■ **Required work**
Return every line of the items below that contains the word "license", matching case exactly.

Saved data entries
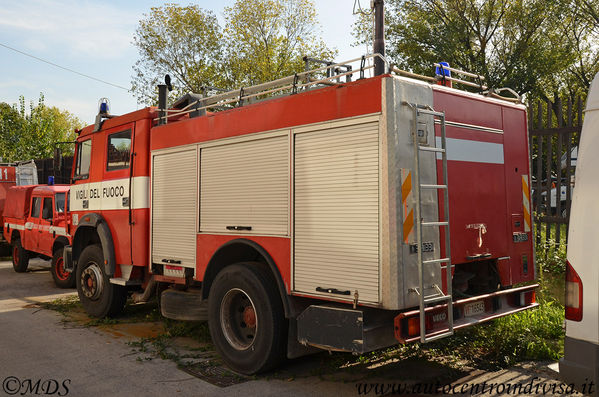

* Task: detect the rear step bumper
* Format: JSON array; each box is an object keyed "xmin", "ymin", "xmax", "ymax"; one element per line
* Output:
[
  {"xmin": 297, "ymin": 284, "xmax": 538, "ymax": 354},
  {"xmin": 394, "ymin": 284, "xmax": 539, "ymax": 343}
]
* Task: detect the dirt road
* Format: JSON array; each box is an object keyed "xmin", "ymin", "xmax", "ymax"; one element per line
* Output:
[{"xmin": 0, "ymin": 259, "xmax": 570, "ymax": 397}]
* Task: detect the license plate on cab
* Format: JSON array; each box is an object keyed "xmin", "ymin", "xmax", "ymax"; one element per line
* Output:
[{"xmin": 464, "ymin": 301, "xmax": 485, "ymax": 317}]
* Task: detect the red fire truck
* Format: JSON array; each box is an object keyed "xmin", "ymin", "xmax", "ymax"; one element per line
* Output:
[
  {"xmin": 4, "ymin": 185, "xmax": 75, "ymax": 288},
  {"xmin": 65, "ymin": 55, "xmax": 537, "ymax": 374},
  {"xmin": 0, "ymin": 160, "xmax": 37, "ymax": 251}
]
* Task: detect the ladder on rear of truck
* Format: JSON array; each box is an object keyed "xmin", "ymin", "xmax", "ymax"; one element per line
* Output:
[{"xmin": 404, "ymin": 102, "xmax": 453, "ymax": 342}]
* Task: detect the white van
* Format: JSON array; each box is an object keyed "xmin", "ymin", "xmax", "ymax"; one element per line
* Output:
[{"xmin": 559, "ymin": 73, "xmax": 599, "ymax": 392}]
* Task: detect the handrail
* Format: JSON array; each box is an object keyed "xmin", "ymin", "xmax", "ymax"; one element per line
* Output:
[
  {"xmin": 154, "ymin": 53, "xmax": 521, "ymax": 122},
  {"xmin": 154, "ymin": 53, "xmax": 389, "ymax": 120}
]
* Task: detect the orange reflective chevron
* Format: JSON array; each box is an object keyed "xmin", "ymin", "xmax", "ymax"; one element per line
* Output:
[
  {"xmin": 401, "ymin": 168, "xmax": 414, "ymax": 244},
  {"xmin": 522, "ymin": 175, "xmax": 531, "ymax": 232}
]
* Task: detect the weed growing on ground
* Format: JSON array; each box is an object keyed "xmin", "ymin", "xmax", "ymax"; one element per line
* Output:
[{"xmin": 40, "ymin": 296, "xmax": 81, "ymax": 315}]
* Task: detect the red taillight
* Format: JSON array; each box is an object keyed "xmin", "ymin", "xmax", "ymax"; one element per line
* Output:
[
  {"xmin": 520, "ymin": 290, "xmax": 537, "ymax": 307},
  {"xmin": 566, "ymin": 262, "xmax": 582, "ymax": 321}
]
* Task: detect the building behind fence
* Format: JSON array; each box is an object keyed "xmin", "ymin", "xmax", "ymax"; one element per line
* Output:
[{"xmin": 528, "ymin": 98, "xmax": 583, "ymax": 246}]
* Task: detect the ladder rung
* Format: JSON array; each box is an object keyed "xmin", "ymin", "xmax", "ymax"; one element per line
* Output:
[
  {"xmin": 424, "ymin": 295, "xmax": 451, "ymax": 303},
  {"xmin": 421, "ymin": 222, "xmax": 449, "ymax": 226},
  {"xmin": 420, "ymin": 185, "xmax": 447, "ymax": 189},
  {"xmin": 417, "ymin": 109, "xmax": 445, "ymax": 117},
  {"xmin": 418, "ymin": 146, "xmax": 445, "ymax": 153},
  {"xmin": 422, "ymin": 258, "xmax": 449, "ymax": 265},
  {"xmin": 424, "ymin": 331, "xmax": 453, "ymax": 342}
]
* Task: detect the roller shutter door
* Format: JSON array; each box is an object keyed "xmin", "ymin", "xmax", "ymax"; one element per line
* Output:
[
  {"xmin": 200, "ymin": 135, "xmax": 289, "ymax": 236},
  {"xmin": 294, "ymin": 122, "xmax": 379, "ymax": 302},
  {"xmin": 152, "ymin": 147, "xmax": 198, "ymax": 268}
]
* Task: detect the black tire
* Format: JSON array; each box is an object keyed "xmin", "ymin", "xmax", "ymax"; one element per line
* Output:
[
  {"xmin": 12, "ymin": 239, "xmax": 29, "ymax": 273},
  {"xmin": 76, "ymin": 244, "xmax": 127, "ymax": 318},
  {"xmin": 208, "ymin": 263, "xmax": 287, "ymax": 375},
  {"xmin": 51, "ymin": 247, "xmax": 76, "ymax": 288}
]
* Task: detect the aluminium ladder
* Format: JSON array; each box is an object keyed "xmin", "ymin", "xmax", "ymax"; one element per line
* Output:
[{"xmin": 404, "ymin": 102, "xmax": 453, "ymax": 342}]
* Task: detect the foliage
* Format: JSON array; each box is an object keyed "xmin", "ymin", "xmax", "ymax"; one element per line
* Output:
[
  {"xmin": 225, "ymin": 0, "xmax": 335, "ymax": 86},
  {"xmin": 0, "ymin": 94, "xmax": 82, "ymax": 161},
  {"xmin": 132, "ymin": 0, "xmax": 335, "ymax": 104},
  {"xmin": 132, "ymin": 4, "xmax": 225, "ymax": 102},
  {"xmin": 354, "ymin": 0, "xmax": 599, "ymax": 98},
  {"xmin": 427, "ymin": 300, "xmax": 564, "ymax": 367}
]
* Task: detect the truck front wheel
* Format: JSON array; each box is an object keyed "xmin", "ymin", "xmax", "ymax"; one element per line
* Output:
[
  {"xmin": 76, "ymin": 244, "xmax": 127, "ymax": 318},
  {"xmin": 208, "ymin": 263, "xmax": 287, "ymax": 375},
  {"xmin": 12, "ymin": 239, "xmax": 29, "ymax": 273},
  {"xmin": 52, "ymin": 247, "xmax": 75, "ymax": 288}
]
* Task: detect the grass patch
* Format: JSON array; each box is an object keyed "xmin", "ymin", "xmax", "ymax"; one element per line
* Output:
[
  {"xmin": 423, "ymin": 300, "xmax": 564, "ymax": 369},
  {"xmin": 40, "ymin": 296, "xmax": 83, "ymax": 315}
]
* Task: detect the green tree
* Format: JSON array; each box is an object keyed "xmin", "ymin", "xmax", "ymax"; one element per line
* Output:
[
  {"xmin": 225, "ymin": 0, "xmax": 336, "ymax": 86},
  {"xmin": 132, "ymin": 0, "xmax": 336, "ymax": 104},
  {"xmin": 0, "ymin": 94, "xmax": 82, "ymax": 161},
  {"xmin": 370, "ymin": 0, "xmax": 575, "ymax": 94},
  {"xmin": 131, "ymin": 4, "xmax": 227, "ymax": 104}
]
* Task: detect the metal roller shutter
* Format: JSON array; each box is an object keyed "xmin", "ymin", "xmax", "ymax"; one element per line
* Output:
[
  {"xmin": 200, "ymin": 135, "xmax": 289, "ymax": 236},
  {"xmin": 152, "ymin": 147, "xmax": 198, "ymax": 268},
  {"xmin": 294, "ymin": 122, "xmax": 379, "ymax": 302}
]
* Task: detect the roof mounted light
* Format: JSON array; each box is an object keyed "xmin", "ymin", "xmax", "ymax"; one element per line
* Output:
[
  {"xmin": 98, "ymin": 98, "xmax": 110, "ymax": 115},
  {"xmin": 435, "ymin": 62, "xmax": 451, "ymax": 87}
]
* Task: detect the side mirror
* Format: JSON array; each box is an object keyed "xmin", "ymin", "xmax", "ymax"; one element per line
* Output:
[{"xmin": 53, "ymin": 146, "xmax": 62, "ymax": 174}]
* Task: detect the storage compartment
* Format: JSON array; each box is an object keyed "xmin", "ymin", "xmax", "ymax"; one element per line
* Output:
[
  {"xmin": 152, "ymin": 146, "xmax": 198, "ymax": 268},
  {"xmin": 294, "ymin": 122, "xmax": 380, "ymax": 302}
]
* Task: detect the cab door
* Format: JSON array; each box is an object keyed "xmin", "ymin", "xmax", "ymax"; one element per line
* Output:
[
  {"xmin": 37, "ymin": 196, "xmax": 54, "ymax": 256},
  {"xmin": 22, "ymin": 195, "xmax": 42, "ymax": 251}
]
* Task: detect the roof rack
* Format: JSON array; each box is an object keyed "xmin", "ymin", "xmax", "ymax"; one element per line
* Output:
[{"xmin": 154, "ymin": 53, "xmax": 521, "ymax": 124}]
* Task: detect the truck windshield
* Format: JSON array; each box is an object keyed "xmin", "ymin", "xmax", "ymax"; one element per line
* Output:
[
  {"xmin": 75, "ymin": 139, "xmax": 92, "ymax": 179},
  {"xmin": 54, "ymin": 193, "xmax": 65, "ymax": 214}
]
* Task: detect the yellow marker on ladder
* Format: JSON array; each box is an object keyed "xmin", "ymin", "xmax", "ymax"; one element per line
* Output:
[{"xmin": 522, "ymin": 175, "xmax": 531, "ymax": 232}]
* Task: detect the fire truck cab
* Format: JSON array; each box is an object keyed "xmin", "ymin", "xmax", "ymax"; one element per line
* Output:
[
  {"xmin": 65, "ymin": 55, "xmax": 536, "ymax": 374},
  {"xmin": 4, "ymin": 185, "xmax": 75, "ymax": 288}
]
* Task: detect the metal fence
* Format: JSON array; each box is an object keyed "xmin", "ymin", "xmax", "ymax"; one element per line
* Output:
[
  {"xmin": 35, "ymin": 156, "xmax": 73, "ymax": 184},
  {"xmin": 528, "ymin": 97, "xmax": 583, "ymax": 246}
]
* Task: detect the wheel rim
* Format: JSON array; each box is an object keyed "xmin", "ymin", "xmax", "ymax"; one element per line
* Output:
[
  {"xmin": 220, "ymin": 288, "xmax": 258, "ymax": 350},
  {"xmin": 81, "ymin": 262, "xmax": 104, "ymax": 300},
  {"xmin": 55, "ymin": 256, "xmax": 71, "ymax": 281}
]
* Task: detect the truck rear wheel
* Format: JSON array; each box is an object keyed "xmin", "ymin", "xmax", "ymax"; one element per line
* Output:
[
  {"xmin": 52, "ymin": 247, "xmax": 75, "ymax": 288},
  {"xmin": 208, "ymin": 263, "xmax": 287, "ymax": 375},
  {"xmin": 12, "ymin": 239, "xmax": 29, "ymax": 273},
  {"xmin": 76, "ymin": 244, "xmax": 127, "ymax": 318}
]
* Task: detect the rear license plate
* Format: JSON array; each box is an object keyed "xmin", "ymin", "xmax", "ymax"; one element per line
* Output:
[{"xmin": 464, "ymin": 301, "xmax": 485, "ymax": 317}]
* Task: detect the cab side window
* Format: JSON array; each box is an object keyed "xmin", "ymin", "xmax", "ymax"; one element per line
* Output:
[
  {"xmin": 54, "ymin": 193, "xmax": 65, "ymax": 214},
  {"xmin": 106, "ymin": 130, "xmax": 131, "ymax": 171},
  {"xmin": 75, "ymin": 139, "xmax": 92, "ymax": 179},
  {"xmin": 42, "ymin": 197, "xmax": 53, "ymax": 220},
  {"xmin": 31, "ymin": 197, "xmax": 42, "ymax": 218}
]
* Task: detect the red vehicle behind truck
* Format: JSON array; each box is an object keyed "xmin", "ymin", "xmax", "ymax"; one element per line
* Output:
[
  {"xmin": 0, "ymin": 160, "xmax": 37, "ymax": 251},
  {"xmin": 4, "ymin": 185, "xmax": 75, "ymax": 288},
  {"xmin": 59, "ymin": 55, "xmax": 537, "ymax": 374}
]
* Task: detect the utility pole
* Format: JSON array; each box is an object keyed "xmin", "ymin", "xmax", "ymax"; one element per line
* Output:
[{"xmin": 373, "ymin": 0, "xmax": 385, "ymax": 76}]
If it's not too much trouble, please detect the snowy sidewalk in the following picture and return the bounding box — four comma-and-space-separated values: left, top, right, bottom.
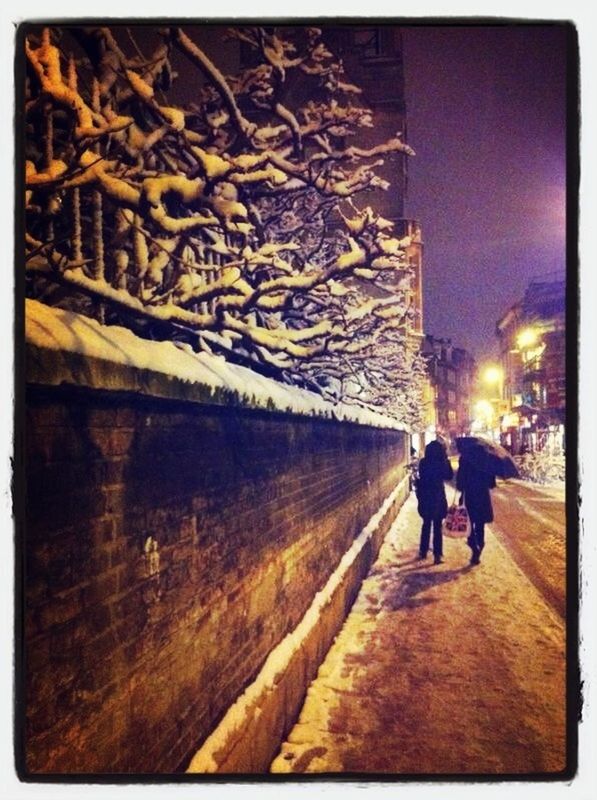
271, 495, 566, 774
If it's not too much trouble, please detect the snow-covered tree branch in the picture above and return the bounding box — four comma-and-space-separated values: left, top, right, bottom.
25, 27, 424, 424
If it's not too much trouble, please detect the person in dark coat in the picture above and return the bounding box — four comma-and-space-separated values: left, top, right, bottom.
456, 444, 495, 564
417, 441, 454, 564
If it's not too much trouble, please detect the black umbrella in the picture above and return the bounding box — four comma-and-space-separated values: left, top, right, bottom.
456, 436, 518, 478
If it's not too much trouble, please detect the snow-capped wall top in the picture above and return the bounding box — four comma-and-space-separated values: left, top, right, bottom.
25, 300, 404, 430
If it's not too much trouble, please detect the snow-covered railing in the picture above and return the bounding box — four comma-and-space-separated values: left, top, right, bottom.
25, 300, 404, 430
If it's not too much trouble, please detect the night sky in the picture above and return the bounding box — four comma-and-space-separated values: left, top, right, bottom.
403, 25, 566, 358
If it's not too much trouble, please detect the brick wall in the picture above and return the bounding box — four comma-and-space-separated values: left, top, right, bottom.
22, 387, 405, 773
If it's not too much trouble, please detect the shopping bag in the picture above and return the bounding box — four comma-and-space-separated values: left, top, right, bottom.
444, 503, 469, 538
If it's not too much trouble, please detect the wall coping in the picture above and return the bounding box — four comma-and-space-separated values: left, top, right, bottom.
25, 299, 406, 431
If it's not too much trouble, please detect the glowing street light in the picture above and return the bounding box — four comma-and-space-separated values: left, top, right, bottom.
483, 365, 504, 386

■ **Reply to the task**
* Task: detect the license plate on cab
* Task: detect the rear license plate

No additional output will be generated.